Leverkusen – Die Mehrheit der Kinder- und Jugendärzte empfiehlt im neu­en Schuljahr Unterricht im Regelbetrieb, aber mit festen Gruppen durchzuführen. Das ist ein Ergeb­nis der Studie „Homeschooling und Gesundheit 2020“ der pronova BKK, für die bundesweit im Juni und Juli 150 niedergelassene Kinder- und Jugendärzte online befragt wurden.

Die Rückkehr zum Schulalltag ohne Einschränkungen halten danach für Grundschulen 30 Prozent, für Mittelstufen 27 Prozent und für Oberstufen 36 Prozent der befragten Ärzte für den richtigen Weg.

Normalen Betrieb, aber in festen Gruppen mit jeweils unterschiedlichen Pausenzeiten und dem Verzicht auf Sport und Musik empfehlen 53 Prozent der Ärzte für Grundschulen, 57 Prozent für Mittelstufen und 51 Prozent für Oberstufen.

Für Unterricht in Kleingruppen an nur einzelnen Tagen pro Woche, wie er in vielen Bun­desländern noch bis zu den Sommerferien praktiziert wurde, sprechen sich derzeit ledig­lich knapp ein Sechstel der Kinderärzte aus.

Zu einem Regelbetrieb ohne jegliche Einschränkungen raten derzeit besonders die Kin­derärzte, die in sozial schwächeren Gebieten praktizieren. In diesem Umfeld sind gut 40 Prozent für eine Rückkehr zum normalen Schulalltag.

Kindeswohl beim Lockdown zu wenig beachtet

Die befragten Kinderärzte üben deutliche Kritik am staatlichen Vorgehen während der Coronakrise im vergangenen Schuljahr: Die Politik habe das Kindeswohl bei der Fest­le­gung der Einschränkungen und auch bei den Beschlüssen zur Lockerung zu wenig be­achtet, meinen 78 Prozent.

71 Prozent teilen die Einschätzung, dass derart starke Einschränkungen für Kinder nicht noch einmal verhängt werden können. Mit dem Infektionsrisiko durch Kinder müsse eine Gesellschaft leben.

Die Ärzte verweisen auf die negativen Folgen, die Schul- und Kitaschließungen sowie Kontaktbeschränkungen für die gesunde Entwicklung junger Menschen hätten. Das ließe sich in den Praxen beobachten: Eine Mehrheit der Pädiater spricht von einer Zunahme psychischer Störungen bei jungen Patienten infolge der Corona-Einschränkungen. 68 Prozent rechnen mit coronaedingten Traumata bei Heranwachsenden.

§ AUFGABEN:
(1) Schreiben Sie aus dem Text zur Kinderarzt-Umfrage die Passage von „Leverkusen – Die“ bis einschließlich „den richtigen Weg.“ ab.
(2) Wie geht der Text zur Kinderarzt-Umfrage weiter? Führen Sie ihn nach seinem letzten Satz fort.

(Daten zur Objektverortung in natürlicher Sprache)
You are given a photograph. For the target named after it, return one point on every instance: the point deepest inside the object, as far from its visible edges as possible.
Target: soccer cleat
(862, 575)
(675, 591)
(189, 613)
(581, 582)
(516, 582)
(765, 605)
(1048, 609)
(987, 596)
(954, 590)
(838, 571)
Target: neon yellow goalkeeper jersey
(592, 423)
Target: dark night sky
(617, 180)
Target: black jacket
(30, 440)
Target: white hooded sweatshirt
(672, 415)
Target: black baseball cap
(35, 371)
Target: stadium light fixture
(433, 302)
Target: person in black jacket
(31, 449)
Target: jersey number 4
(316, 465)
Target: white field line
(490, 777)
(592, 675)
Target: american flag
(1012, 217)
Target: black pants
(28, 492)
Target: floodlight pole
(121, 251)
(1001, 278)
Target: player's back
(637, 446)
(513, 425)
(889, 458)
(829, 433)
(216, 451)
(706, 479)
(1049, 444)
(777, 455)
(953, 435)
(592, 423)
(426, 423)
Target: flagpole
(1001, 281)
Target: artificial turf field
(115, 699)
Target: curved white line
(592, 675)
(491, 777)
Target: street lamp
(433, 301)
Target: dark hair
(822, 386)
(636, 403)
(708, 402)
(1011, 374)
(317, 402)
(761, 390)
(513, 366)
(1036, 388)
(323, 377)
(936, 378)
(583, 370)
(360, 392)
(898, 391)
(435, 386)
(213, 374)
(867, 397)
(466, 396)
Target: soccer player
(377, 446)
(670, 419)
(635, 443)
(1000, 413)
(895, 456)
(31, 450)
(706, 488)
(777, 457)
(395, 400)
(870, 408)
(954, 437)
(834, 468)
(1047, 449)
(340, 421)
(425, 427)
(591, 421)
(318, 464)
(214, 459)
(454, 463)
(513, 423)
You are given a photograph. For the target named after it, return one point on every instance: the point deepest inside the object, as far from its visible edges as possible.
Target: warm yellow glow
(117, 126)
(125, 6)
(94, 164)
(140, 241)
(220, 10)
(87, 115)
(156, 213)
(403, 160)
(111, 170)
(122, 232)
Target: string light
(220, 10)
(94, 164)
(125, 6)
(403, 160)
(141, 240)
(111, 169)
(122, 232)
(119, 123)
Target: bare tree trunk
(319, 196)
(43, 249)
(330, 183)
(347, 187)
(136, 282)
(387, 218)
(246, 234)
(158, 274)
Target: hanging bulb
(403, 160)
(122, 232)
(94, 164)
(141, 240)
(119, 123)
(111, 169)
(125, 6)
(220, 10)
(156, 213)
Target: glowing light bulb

§ LÖSUNGEN:
(1)
Leverkusen – Die Mehrheit der Kinder- und Jugendärzte empfiehlt im neu­en Schuljahr Unterricht im Regelbetrieb, aber mit festen Gruppen durchzuführen. Das ist ein Ergeb­nis der Studie „Homeschooling und Gesundheit 2020“ der pronova BKK, für die bundesweit im Juni und Juli 150 niedergelassene Kinder- und Jugendärzte online befragt wurden.

Die Rückkehr zum Schulalltag ohne Einschränkungen halten danach für Grundschulen 30 Prozent, für Mittelstufen 27 Prozent und für Oberstufen 36 Prozent der befragten Ärzte für den richtigen Weg.

(2)
„Kindern und Jugendlichen wurde ihr gewohnter Alltag genommen, vertraute Strukturen brachen weg. Für viele eine einschneidende Erfahrung, die sie noch lange beschäftigen wird", sagte Gerd Herold, Beratungsarzt bei der pronova BKK.

Bei der Entscheidung über Einschränkungen zur Eindämmung der Pandemie dürften auch die zum Teil gravierenden gesundheitlichen Folgen und auch die Folgen für die Bildung der Kinder nicht übersehen werden.

Die Coronakrise hat auch aus Sicht der Vereinten Nationen zu den größten Verwerfungen von Bildungssystemen in der Geschichte geführt. Mehr als 1,6 Milliarden Kinder und Ju­gendliche in über 190 Ländern auf allen Kontinenten seien durch die Pandemie beim Ler­nen beeinflusst worden, teilten die Vereinten Nationen bei der Vorstellung eines Berichts gestern in New York mit.

Geschlossene Schulen und Lerneinrichtungen haben 94 Prozent aller weltweiten Lernen­den betroffen, in Ländern mit niedrigen Einkommen sogar 99 Prozent. Bis zu 23,8 Millio­nen Kinder und Jugendliche könnten wegen der wirtschaftlichen Auswirkungen die Krise die Schule verlassen, oder ihnen droht, im kommenden Jahr keinen Zugang zu Bildung zu haben.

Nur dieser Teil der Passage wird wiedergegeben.